[start Stored rows]

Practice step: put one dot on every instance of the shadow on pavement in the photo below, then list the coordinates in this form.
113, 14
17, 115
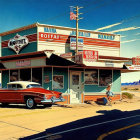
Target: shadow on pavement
109, 125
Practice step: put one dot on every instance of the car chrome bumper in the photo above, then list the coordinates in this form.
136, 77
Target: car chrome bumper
53, 100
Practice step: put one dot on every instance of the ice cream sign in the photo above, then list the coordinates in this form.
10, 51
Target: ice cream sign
17, 43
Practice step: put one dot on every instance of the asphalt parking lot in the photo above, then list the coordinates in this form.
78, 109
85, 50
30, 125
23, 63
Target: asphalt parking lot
18, 122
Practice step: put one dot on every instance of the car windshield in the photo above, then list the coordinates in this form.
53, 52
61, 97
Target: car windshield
33, 85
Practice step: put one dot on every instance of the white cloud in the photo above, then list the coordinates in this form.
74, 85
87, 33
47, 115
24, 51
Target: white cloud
109, 26
124, 29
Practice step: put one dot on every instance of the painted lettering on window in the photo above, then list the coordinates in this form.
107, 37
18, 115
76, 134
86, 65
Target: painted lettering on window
103, 36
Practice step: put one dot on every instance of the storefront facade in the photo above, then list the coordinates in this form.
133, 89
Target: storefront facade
46, 54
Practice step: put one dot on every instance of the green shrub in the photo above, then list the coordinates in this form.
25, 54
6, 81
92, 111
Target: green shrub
127, 95
125, 89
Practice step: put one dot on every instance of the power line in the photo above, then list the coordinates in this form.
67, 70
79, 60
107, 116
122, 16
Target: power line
91, 3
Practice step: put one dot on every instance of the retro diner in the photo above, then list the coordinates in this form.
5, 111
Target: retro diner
46, 54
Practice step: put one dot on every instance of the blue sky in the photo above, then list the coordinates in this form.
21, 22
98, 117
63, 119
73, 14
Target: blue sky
117, 16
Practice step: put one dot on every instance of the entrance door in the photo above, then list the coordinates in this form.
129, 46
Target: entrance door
75, 87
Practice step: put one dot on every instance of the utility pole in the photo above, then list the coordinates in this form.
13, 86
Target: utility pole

[end Stored rows]

**Exercise**
Copy the data word for word, everything from the line containing "Practice step: put one dot on every instance of the entrance" down to the final line of the data, with both of those lines included.

**Response**
Practice step: put one dot on every instance of the entrance door in the photo above, then list the coordinates in this form.
129, 46
Target: entrance door
75, 87
Practice step: put one dot on every instance of the utility pole in the photo above, then list the coordinates in this form.
13, 86
Target: utility pole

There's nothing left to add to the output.